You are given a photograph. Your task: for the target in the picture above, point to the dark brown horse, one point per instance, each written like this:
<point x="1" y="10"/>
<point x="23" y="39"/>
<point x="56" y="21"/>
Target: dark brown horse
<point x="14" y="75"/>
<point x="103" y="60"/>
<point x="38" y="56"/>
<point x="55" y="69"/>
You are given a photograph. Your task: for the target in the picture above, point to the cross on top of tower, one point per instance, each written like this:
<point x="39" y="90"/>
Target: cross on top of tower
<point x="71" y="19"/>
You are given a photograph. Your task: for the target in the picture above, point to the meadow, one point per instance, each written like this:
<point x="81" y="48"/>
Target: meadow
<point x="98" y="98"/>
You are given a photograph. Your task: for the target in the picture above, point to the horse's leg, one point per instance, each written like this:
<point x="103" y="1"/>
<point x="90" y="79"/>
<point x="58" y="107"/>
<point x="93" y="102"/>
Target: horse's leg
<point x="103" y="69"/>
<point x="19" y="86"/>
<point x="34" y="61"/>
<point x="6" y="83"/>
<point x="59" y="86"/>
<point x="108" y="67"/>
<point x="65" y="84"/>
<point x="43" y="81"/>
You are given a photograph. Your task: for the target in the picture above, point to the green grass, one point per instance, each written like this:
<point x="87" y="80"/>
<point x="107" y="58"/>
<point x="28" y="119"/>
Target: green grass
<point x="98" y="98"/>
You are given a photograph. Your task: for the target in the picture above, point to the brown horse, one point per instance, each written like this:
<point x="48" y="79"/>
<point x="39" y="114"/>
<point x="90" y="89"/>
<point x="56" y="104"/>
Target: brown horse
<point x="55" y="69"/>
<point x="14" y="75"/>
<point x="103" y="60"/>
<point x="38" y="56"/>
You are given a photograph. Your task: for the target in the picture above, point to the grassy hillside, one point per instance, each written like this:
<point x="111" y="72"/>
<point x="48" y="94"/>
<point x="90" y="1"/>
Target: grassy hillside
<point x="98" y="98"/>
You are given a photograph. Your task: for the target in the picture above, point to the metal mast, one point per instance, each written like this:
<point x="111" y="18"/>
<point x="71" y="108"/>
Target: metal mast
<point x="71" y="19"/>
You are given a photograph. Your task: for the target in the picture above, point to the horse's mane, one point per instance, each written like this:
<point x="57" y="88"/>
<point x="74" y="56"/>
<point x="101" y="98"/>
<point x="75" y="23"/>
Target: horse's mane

--- --- ---

INSTRUCTIONS FOR THE TASK
A faithful, word-for-word transcription of the data above is required.

RESPONSE BOX
You are given a photograph. Your task: for the target in the picture above, point to the dark brown horse, one point per instance, each written like this:
<point x="1" y="10"/>
<point x="23" y="39"/>
<point x="56" y="21"/>
Target: dark brown horse
<point x="14" y="75"/>
<point x="103" y="60"/>
<point x="38" y="56"/>
<point x="55" y="69"/>
You are given a photograph. Your task: for the target in the picture above, point to the cross on top of tower, one point per instance, each written like this:
<point x="39" y="90"/>
Target: cross on top of tower
<point x="71" y="19"/>
You are given a photograph. Your task: for the target in the picture above, point to the meadow, one point per instance, each written like this:
<point x="81" y="48"/>
Target: meadow
<point x="98" y="98"/>
You are given a photograph. Your task: for the target in the picture above, point to the horse's leg, one point per instance, each written like this:
<point x="103" y="1"/>
<point x="90" y="79"/>
<point x="58" y="107"/>
<point x="93" y="102"/>
Target: horse's leg
<point x="103" y="69"/>
<point x="19" y="86"/>
<point x="34" y="61"/>
<point x="6" y="83"/>
<point x="59" y="86"/>
<point x="108" y="67"/>
<point x="65" y="84"/>
<point x="43" y="81"/>
You are given a photograph. Your task: for the target in the picture above, point to the green grass, one point per instance, each written like this:
<point x="87" y="80"/>
<point x="107" y="58"/>
<point x="28" y="119"/>
Target: green grass
<point x="98" y="98"/>
You are given a photograph. Your task: for the target in the picture above, point to the brown horse, one point per instance, each written like this:
<point x="48" y="79"/>
<point x="39" y="114"/>
<point x="90" y="89"/>
<point x="56" y="104"/>
Target: brown horse
<point x="55" y="69"/>
<point x="14" y="75"/>
<point x="103" y="60"/>
<point x="38" y="56"/>
You are given a photograph. Your task: for the target in the picture above, point to the grassy hillside, one point per instance, each written like this:
<point x="111" y="72"/>
<point x="48" y="94"/>
<point x="90" y="1"/>
Target: grassy hillside
<point x="98" y="98"/>
You are given a photograph. Your task: for the target in the picture above, point to the metal mast, one point per instance, each written like this:
<point x="111" y="18"/>
<point x="71" y="108"/>
Target: metal mast
<point x="71" y="19"/>
You are given a photograph. Your task: for the target in the picture above, point to the horse's mane, one point per instance, each written like this:
<point x="57" y="88"/>
<point x="74" y="56"/>
<point x="101" y="98"/>
<point x="75" y="23"/>
Target: horse's mane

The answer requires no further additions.